Pete Maravich

Pete Maravich was to the LSU                              Tigers what Paul McCartney                                            was to Wings. He was the                                            whole show. See more                                            pictures of basketball.
Pete Maravich was to the LSU Tigers what Paul McCartney was to Wings. He was the whole show. See more pictures of basketball.

Position: Guard

Pete Maravich failed to fulfill his father's dream that he become the best basketball player ever, but his effort wasn't in vain. A showman renowned for his floppy sweat socks and audacious moves, Maravich rewrote the NCAA record books. He played 10 seasons in the NBA, once leading the league in scoring.


But injuries and the burden of expectations took their toll. After his retirement in 1980, a bitter "Pistol Pete" turned his back on the game he once played with joyful abandon.

At Louisiana State University -- where he was coached by his father, Press, a former professional basketball player in the days before the NBA -- Maravich demolished the NCAA scoring record with 3,667 points in 83 games, a 44.2-point average.

A whirling dervish in sneakers, he zipped passes behind his back, dribbled through double-teaming defenses, launched 40-foot jump shots, and even tossed up hook shots from the corner.

Maravich scored 48 points against Tampa in his varsity debut in 1967 and never looked back. One night against Kentucky, he had 64 points. Another night, he had 69 against Alabama. Oregon State decided the only way to beat him was to foul him. Pete went to the foul line 31 times and made 30, a record that still stands.

"In the history of college basketball," wrote Sports Illustrated's Curry Kirkpatrick, "there have been other marvelously talented players -- Wilt, Russ, Elgin, Big O, West, the Bird -- but at the top of his game, when he was smoking out another outrageous 50-point night, absolutely nobody, no time, nowhere approached Maravich."

Pistol Pete was born June 22, 1947, in Aliquippa, Pennsylvania. He became immersed in basketball at an early age and was a sensation by the time he reached high school. Given his pick of colleges, he chose LSU. In his final season with the Tigers, he won the Naismith Award as the nation's best player.

After selecting Maravich with the third pick in the 1970 NBA draft, the Atlanta Hawks outbid the American Basketball Association -- and the Harlem Globetrotters -- for his services. In the process, the Hawks alienated some of their veterans, who resented Maravich and the nearly $2 million management gave him.

- [Study material]
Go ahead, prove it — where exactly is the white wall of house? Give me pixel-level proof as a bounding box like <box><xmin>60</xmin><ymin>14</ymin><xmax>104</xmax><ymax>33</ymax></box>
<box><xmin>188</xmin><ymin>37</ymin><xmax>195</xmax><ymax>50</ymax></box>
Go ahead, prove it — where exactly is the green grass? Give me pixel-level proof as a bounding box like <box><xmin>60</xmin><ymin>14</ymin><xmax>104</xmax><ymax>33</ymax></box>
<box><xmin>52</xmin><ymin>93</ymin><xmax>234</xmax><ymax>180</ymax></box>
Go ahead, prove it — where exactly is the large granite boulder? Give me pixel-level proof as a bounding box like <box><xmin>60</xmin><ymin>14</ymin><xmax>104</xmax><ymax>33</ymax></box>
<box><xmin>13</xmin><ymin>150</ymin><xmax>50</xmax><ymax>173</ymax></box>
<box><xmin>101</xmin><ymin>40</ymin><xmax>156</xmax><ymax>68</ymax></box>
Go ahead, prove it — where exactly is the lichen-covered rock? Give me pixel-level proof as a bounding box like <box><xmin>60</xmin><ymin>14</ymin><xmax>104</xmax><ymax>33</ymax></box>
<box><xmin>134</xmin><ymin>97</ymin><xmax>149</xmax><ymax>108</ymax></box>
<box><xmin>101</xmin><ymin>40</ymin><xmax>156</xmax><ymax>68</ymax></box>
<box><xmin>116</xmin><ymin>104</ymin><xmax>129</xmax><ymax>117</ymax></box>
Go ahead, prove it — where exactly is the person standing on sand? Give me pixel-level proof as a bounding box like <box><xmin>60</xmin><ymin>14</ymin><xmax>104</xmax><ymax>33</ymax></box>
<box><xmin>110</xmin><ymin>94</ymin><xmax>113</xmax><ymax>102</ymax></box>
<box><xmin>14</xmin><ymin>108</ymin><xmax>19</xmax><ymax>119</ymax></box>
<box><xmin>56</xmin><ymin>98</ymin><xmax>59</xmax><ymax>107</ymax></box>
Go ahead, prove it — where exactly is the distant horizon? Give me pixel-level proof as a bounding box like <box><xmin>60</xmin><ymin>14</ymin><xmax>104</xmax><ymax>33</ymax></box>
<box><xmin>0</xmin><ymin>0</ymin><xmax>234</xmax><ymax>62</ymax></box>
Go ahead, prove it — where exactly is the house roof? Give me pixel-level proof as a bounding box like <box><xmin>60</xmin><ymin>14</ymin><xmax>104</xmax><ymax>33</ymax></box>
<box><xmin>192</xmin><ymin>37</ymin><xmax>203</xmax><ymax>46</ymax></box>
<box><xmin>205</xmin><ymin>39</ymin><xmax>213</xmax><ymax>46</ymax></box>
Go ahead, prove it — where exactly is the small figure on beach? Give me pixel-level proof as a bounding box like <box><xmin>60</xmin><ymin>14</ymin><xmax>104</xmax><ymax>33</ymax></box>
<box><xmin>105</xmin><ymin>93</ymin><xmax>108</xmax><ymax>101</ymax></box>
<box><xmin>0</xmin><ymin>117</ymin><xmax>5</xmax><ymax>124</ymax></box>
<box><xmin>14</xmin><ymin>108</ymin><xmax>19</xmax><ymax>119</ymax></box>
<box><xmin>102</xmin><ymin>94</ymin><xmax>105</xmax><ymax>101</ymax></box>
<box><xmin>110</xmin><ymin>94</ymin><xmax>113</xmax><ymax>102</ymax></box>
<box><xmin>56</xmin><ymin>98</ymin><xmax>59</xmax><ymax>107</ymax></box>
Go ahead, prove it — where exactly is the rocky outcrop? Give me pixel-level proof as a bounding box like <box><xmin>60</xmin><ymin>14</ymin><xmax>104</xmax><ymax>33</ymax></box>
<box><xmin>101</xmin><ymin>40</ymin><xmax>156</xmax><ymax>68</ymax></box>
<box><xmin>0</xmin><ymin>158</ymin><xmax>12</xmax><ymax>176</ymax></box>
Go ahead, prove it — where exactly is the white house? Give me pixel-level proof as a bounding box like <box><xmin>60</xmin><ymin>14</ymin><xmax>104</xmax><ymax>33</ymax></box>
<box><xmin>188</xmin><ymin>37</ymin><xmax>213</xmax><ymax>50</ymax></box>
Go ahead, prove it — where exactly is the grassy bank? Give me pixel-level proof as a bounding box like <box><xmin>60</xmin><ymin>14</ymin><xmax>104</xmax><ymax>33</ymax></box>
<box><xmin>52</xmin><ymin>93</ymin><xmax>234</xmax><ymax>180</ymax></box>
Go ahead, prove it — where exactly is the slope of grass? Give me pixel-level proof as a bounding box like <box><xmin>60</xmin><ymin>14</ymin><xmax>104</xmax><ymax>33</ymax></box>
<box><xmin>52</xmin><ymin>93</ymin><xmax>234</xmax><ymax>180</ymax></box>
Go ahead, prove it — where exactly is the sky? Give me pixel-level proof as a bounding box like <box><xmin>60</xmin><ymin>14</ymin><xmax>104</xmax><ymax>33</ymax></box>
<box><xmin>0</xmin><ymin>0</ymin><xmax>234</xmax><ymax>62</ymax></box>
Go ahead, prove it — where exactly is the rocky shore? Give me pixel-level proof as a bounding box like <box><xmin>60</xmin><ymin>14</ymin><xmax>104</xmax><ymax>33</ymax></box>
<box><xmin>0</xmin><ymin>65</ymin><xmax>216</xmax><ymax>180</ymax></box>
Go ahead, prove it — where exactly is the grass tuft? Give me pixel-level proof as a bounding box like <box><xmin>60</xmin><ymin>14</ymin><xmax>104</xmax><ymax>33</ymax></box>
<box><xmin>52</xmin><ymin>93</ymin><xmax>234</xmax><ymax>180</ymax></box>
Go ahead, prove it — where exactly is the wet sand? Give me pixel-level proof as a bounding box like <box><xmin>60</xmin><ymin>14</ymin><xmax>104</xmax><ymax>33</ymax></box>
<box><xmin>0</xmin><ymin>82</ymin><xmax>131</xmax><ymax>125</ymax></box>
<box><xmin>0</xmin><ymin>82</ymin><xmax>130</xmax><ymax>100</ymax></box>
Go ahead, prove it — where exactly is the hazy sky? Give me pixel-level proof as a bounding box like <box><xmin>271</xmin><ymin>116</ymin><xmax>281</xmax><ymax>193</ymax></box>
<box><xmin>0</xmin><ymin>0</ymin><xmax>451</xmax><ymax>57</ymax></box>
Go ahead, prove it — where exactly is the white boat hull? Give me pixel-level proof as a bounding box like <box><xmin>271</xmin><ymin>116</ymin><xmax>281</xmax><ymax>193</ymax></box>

- [What you should do] Pick up the Pete Maravich profile right after its final sentence, about the Hawks veterans who resented him and his contract, and keep writing it.

- [Answer section]
Maravich survived a rocky season, averaging 23.2 points. "He's going to be much greater than Jerry West," said Hawks forward Bill Bridges. "He drives better, he handles the ball better, he's quicker." Maravich stayed four seasons in Atlanta, scoring at a steady clip, but the Hawks never left the middle of the pack. Fans blamed Pistol Pete, and for the first time in his life, he heard boos.

When the NBA added an expansion team in New Orleans for the 1974-1975 season, the Hawks traded Maravich to the Jazz for a package of two established players and four draft picks. In 1976-1977, the year the NBA merged with the ABA, Maravich averaged 31.1 points to lead the league and had a 68-point game against New York. His career unraveled quickly.

Less than three years after leading the NBA in scoring, and a year after undergoing knee surgery, he was released by the Jazz. Maravich played his last games with the Boston Celtics in 1980, then retreated from public life. Basketball historian Nelson George wrote of Maravich: "He's probably the closest thing we'll see to a combination of Marques Haynes and Earl Monroe." The problem with Maravich, George wrote, was that he didn't share the ball freely.

It became a no-win situation: If Maravich scored 40 points, he took too many shots, and if he scored 20, he didn't shoot enough. So he kept shooting. After basketball, Maravich became a health enthusiast and born again Christian. He died of heart disease while playing a pickup basketball game in Pasadena, California, January 5, 1988. He was 40. His last words before being stricken: "I'm really feeling good."